§ **Work instructions**
Find the lines of the records in which the word "snout" appears and report how many there are, as a number alone.

§ **Given entries**
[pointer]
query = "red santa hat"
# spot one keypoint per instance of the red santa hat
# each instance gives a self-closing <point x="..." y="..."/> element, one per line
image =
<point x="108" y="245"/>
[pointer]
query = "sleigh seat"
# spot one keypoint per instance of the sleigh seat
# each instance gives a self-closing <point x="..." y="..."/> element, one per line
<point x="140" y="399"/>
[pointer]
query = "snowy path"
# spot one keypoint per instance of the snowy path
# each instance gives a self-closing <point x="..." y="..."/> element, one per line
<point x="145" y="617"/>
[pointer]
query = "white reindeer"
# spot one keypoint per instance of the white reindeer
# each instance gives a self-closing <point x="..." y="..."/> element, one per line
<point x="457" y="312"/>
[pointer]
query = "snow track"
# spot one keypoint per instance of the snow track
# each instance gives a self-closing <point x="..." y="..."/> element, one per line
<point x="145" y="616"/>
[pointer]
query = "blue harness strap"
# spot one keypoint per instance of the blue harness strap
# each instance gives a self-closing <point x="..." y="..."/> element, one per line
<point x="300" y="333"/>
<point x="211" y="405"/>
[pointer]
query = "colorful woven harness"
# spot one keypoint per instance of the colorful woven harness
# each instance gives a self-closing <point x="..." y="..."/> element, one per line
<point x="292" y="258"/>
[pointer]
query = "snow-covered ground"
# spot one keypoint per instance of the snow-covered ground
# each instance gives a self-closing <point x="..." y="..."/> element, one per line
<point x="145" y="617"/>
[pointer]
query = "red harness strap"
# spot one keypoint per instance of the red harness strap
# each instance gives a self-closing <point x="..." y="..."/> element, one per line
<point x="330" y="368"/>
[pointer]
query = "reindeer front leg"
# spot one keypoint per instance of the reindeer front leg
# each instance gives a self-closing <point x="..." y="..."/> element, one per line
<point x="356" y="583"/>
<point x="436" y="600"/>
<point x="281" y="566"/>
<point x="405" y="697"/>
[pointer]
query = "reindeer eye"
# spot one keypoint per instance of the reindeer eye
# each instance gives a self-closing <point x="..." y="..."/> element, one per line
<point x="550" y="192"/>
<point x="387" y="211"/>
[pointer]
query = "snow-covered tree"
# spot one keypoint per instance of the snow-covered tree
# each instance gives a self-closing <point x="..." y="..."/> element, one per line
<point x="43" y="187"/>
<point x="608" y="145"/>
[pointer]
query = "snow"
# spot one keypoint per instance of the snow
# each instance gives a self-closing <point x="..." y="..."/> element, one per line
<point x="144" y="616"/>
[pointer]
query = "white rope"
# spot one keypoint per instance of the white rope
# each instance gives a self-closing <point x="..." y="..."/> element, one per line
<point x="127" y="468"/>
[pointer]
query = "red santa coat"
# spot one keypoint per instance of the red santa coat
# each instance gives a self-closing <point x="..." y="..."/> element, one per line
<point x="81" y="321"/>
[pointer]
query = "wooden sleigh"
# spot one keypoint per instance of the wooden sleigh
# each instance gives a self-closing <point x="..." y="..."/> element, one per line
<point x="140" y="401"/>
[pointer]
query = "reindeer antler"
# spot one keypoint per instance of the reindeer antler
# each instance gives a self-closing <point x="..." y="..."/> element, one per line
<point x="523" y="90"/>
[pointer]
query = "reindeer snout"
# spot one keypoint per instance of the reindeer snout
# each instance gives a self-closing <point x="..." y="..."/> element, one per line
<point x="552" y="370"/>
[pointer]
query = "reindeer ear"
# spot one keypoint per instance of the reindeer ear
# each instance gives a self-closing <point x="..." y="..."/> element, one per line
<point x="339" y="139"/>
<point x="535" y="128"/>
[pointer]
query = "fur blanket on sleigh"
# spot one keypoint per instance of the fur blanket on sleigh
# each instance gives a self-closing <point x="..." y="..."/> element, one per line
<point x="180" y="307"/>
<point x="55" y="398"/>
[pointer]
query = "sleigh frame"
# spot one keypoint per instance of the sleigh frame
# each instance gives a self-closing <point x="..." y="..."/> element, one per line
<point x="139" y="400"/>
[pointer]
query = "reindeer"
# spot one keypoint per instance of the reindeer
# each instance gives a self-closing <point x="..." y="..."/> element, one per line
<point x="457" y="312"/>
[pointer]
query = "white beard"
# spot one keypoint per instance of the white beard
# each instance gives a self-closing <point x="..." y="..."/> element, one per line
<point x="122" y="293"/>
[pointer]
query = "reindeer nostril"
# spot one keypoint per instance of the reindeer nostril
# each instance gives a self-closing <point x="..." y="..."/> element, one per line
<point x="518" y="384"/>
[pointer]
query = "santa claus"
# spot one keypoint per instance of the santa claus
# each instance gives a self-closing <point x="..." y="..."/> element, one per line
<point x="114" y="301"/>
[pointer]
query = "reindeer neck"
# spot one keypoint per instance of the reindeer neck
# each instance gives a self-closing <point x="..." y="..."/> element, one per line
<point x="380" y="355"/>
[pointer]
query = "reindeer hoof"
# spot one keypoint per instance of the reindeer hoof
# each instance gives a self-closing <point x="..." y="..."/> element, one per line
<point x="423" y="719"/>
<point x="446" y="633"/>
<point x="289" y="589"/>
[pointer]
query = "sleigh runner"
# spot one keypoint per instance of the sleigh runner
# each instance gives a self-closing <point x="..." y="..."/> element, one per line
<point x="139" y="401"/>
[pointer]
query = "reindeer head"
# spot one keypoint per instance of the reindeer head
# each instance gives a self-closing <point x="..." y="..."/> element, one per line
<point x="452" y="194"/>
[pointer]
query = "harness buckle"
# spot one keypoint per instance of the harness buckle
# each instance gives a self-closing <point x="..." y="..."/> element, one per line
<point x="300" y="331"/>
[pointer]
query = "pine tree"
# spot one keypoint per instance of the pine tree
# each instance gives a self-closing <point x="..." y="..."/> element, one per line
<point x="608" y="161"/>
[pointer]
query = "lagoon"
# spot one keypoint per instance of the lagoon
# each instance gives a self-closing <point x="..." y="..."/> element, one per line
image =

§ **Exercise solution**
2